Aber die Gelsenkirchener nicht – das Bürgerforum HSH erreichte ein Moratorium für das Hans-Sachs-Haus, welches neben dem Musiktheater das zweite Baukunstwerk von Bedeutung in der Stadt ist.
Ist oder war? Von dem, was nach den Entwürfen von Alfred Fischer 1924–27 im Stil des Backstein-Expressionismus gebaut worden war, steht nur noch die äußere Hülle und davon auch nur zwei Drittel. Der südliche Flügel des U-förmigen Baukomplexes fiel nach Bombentreffern 1945 in sich zusammen. Weil aber Stadtrat und Stadtverwaltung dringend Platz brauchten, wurde nach dem Krieg schnell und auch größer wieder aufgebaut: Die Westseite bekam einen an den erneuerten Südflügel anschließenden Erweiterungstrakt und innen wurde viel verändert. Aber wie früher umschloss das Geviert den großen Konzert- und Veranstaltungssaal und den Ratssaal.
Zum Zeitpunkt des zweiten Wettbewerbs 2008, der den Weg für das heutige Ergebnis frei machte (Bauwelt 22.2008), war das seit 2001 geschlossene Gebäude bereits weitgehend entkernt. Einen Ursprungszustand wieder herzustellen, hätte – nach Wiederaufbau und begonnenem Rückbau – in jedem Falle eine Rekonstruktion bedeutet. Deshalb war die Entscheidung folgerichtig, sich auf einen ehrlichen Neubau einzulassen, jedoch mit den historischen Außenansichten. Diese Vorgaben erfüllte der Entwurf von gmp am schlüssigsten. Nach vier Jahren Bauzeit (etwas länger als geplant) steht das Hans-Sachs-Haus nun fertig da – und wer es nicht wüsste, könnte meinen, es sei das alte Backsteingebäude. Aber nur von vorne betrachtet, von der Ebertstraße aus. Die frühere Rückseite und heutige zweite Fassade am neuen Alfred-Fischer-Platz zeigt sich transparent in Stahl und Glas, seitlich gerahmt von den um die Ecken herum geführten steinernen Fassaden. An den drei Backsteinfronten wurde so viel restauriert wie möglich: das umlaufende Vordach mit den Leuchtkästen darüber, die rund geführte Verglasung und die tief liegenden kleinen Fenster im obersten Geschoss, selbst die breit gezogene Schrift „Hans-Sachs-Haus“. Gereinigt und repariert sind auch die charakteristische, durch vorspringende Steinlagen quer geriffelte Mauerwerksstruktur, die Keramikplatten an Sockel und Treppenhauserker, die die dunkel-changierende Färbung der Klinker noch einmal intensivieren, sowie die Treppenhausfenster mit ihren Beschlägen, die gemeinsam ein senkrechtes Lichtband ergeben. Vordach, Dachüberstand und die rings umlaufenden Simse, die die Fenster rahmen und das Ganze zusammen spannen, vermitteln jene vorwärts drängende Dynamik, die Erich Mendelsohn in seinen Entwurfsskizzen so einprägsam herausstrich und die Alfred Fischer an dem groß dimensionierten Hans-Sachs-Haus voll zur Geltung brachte.
= = =
# [Auftrag A]
Kannst du die Datensätze von der Zeile mit „Place one point per instance of the grass“ bis zum Ende der Datensätze, beide eingeschlossen, samt Anweisungen neu ausgeben und dabei jede Koordinate in den Antworten um -78 verschieben? Anweisungen und Formatbeispiele bleiben unverändert.
= = =
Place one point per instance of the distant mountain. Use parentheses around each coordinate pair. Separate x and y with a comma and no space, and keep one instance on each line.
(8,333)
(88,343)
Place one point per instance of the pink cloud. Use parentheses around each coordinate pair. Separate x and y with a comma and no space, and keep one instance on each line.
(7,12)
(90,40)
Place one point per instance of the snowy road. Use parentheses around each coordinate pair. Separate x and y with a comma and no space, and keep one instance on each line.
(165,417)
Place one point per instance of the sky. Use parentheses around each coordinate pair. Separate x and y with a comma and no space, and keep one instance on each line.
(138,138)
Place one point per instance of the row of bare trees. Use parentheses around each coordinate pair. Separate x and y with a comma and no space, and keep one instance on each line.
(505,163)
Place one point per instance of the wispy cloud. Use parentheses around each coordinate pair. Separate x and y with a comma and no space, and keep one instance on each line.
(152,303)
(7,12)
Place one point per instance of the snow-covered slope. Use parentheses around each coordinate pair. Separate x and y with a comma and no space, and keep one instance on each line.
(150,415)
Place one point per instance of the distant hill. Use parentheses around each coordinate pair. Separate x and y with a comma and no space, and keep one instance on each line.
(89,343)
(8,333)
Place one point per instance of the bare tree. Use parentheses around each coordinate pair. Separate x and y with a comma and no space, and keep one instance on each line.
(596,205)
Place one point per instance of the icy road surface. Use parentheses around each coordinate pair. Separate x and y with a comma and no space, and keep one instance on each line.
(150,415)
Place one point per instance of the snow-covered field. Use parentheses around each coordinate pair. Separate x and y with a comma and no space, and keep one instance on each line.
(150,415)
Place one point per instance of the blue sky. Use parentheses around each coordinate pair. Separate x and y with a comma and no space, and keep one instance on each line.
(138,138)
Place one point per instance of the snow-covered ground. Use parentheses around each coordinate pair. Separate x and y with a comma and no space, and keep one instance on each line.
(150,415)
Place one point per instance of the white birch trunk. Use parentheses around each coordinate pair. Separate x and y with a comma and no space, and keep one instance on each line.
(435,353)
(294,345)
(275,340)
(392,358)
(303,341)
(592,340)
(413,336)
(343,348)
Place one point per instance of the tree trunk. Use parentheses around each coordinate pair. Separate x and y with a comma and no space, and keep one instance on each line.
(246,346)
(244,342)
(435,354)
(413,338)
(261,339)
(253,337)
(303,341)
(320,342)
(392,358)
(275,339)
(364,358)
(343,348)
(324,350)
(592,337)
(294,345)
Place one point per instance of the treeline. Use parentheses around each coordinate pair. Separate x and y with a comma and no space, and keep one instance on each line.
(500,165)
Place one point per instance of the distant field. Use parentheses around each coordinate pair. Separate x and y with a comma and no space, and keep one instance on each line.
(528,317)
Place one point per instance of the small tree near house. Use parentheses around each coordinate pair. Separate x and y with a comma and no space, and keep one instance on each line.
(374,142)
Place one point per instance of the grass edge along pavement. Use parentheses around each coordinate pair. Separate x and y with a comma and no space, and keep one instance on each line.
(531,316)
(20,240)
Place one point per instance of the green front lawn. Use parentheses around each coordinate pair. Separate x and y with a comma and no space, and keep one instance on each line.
= = =
# [Auftrag B]
Was wurde laut dem Auszug über das Hans-Sachs-Haus an den drei Backsteinfronten restauriert? Nenne alles.

# [Richtige Antwort A]
Place one point per instance of the grass edge along pavement. Use parentheses around each coordinate pair. Separate x and y with a comma and no space, and keep one instance on each line.
(453,238)
(-58,162)
Place one point per instance of the green front lawn. Use parentheses around each coordinate pair. Separate x and y with a comma and no space, and keep one instance on each line.

# [Richtige Antwort B]
- das umlaufende Vordach mit den Leuchtkästen darüber
- die rund geführte Verglasung
- die tief liegenden kleinen Fenster im obersten Geschoss
- die breit gezogene Schrift „Hans-Sachs-Haus“